Exercise requirements :: Repeat every line below exactly, word for word.

Data supplied ::
────────────────────

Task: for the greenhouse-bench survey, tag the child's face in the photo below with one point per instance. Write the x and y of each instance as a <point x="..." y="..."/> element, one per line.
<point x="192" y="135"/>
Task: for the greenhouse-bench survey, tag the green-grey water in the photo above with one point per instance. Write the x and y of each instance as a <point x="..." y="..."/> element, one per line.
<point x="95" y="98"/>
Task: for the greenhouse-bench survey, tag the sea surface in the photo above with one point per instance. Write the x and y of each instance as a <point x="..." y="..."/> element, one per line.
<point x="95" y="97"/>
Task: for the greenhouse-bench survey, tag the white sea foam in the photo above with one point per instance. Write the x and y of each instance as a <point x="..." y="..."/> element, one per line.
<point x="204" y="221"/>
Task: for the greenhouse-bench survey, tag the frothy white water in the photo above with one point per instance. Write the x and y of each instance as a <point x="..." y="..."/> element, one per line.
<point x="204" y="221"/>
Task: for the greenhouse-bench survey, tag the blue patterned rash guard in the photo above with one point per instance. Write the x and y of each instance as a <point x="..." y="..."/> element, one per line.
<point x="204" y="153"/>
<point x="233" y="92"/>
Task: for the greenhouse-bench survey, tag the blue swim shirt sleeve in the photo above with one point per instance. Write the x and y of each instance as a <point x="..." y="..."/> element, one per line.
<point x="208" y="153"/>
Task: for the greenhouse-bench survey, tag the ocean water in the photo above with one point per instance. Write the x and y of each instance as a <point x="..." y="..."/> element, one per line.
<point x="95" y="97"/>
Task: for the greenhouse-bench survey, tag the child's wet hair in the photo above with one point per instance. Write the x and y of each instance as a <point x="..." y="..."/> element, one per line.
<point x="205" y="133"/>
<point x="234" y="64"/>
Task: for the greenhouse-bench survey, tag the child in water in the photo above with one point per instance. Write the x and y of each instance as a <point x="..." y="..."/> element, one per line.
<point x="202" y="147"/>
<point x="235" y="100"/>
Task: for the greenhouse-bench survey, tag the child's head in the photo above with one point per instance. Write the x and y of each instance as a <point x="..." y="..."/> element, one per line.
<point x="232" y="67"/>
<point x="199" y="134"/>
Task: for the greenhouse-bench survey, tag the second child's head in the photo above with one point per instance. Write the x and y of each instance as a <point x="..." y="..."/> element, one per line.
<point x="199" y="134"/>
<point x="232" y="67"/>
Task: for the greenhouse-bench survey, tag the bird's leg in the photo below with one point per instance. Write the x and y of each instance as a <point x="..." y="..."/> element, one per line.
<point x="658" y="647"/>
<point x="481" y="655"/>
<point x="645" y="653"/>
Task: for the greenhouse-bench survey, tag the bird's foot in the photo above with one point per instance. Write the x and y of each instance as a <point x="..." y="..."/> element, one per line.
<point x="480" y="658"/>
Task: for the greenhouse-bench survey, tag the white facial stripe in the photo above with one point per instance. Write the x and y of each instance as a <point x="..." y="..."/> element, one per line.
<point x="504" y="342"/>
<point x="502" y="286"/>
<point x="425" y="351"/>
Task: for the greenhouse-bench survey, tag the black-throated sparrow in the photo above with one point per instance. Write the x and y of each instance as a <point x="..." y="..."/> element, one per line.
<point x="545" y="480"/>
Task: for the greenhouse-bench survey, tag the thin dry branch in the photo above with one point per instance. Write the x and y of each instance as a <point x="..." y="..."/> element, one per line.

────────────────────

Response for this exercise ::
Task: for the greenhouse-bench survey, tag the child's face in the photo below with one point per instance. Write the x and y of each instance as a <point x="..." y="..."/> element, one per line.
<point x="192" y="135"/>
Task: for the greenhouse-bench survey, tag the green-grey water in the photo above with one point per instance. Write the x and y of each instance as a <point x="..." y="..."/> element, one per line.
<point x="95" y="98"/>
Task: for the greenhouse-bench survey, tag the sea surface in the photo above with one point per instance. Write the x and y of each instance as a <point x="..." y="..."/> element, one per line.
<point x="95" y="97"/>
Task: for the greenhouse-bench survey, tag the white sea foam in the photo above with one point per instance. Write the x and y of each instance as a <point x="..." y="..."/> element, one per line.
<point x="204" y="221"/>
Task: for the greenhouse-bench survey, tag the frothy white water in the photo above with one point per instance. Write the x and y of each instance as a <point x="..." y="..."/> element, one per line.
<point x="204" y="221"/>
Task: for the greenhouse-bench survey, tag the blue patterned rash guard in the photo above with one point per instance. Write the x and y of each instance as a <point x="..." y="..."/> element, one per line.
<point x="204" y="153"/>
<point x="233" y="92"/>
Task: for the greenhouse-bench survey, tag the blue swim shirt sleeve in the photo above with one point per instance. Write the x and y of each instance as a <point x="..." y="..."/> element, one per line.
<point x="208" y="153"/>
Task: for the greenhouse-bench survey, tag the ocean water in the photo above with one point per instance. Write the x and y of each instance as a <point x="..." y="..."/> element, one per line.
<point x="95" y="97"/>
Task: for the greenhouse-bench survey, tag the child's wet hair in the photo above with one point per instance. Write the x and y of each instance as a <point x="..." y="..."/> element, one per line.
<point x="205" y="133"/>
<point x="234" y="64"/>
Task: for the greenhouse-bench survey, tag the child in water in the photo above with one point per instance. Write the x and y of each instance as a <point x="..." y="..."/> element, one per line.
<point x="202" y="147"/>
<point x="235" y="100"/>
Task: for the greenhouse-bench survey, tag the child's head in the photo above with one point per instance. Write the x and y of each instance as a <point x="..." y="..."/> element, one per line.
<point x="232" y="67"/>
<point x="199" y="134"/>
Task: for the greenhouse-bench survey, tag the second child's head in the photo above with one point per instance. Write the x and y of each instance as a <point x="..." y="..."/> element, one per line.
<point x="199" y="134"/>
<point x="232" y="67"/>
Task: for the greenhouse-bench survey, tag the bird's leg in the photo below with one point per instance. Write the x and y of each instance as a <point x="..." y="..."/> element, one per line.
<point x="658" y="647"/>
<point x="481" y="655"/>
<point x="645" y="653"/>
Task: for the greenhouse-bench survey, tag the bird's foot in the photo above with one point per instance. Write the x and y of each instance as a <point x="..." y="..."/> element, one per line.
<point x="480" y="658"/>
Task: for the greenhouse-bench survey, tag the white facial stripe in the photo above with one point per instance. Write the x and y of each instance as a <point x="..." y="..."/> element, one per line.
<point x="504" y="342"/>
<point x="502" y="286"/>
<point x="425" y="351"/>
Task: for the greenhouse-bench survey, tag the black-throated sparrow in the photo above with one point per instance. Write the x and y of each instance as a <point x="..." y="..."/> element, one per line.
<point x="545" y="480"/>
Task: for the greenhouse-bench survey, tag the thin dry branch in the photo above with one point per instance. Write the x and y of each instance as a <point x="..." y="..."/> element, one per line.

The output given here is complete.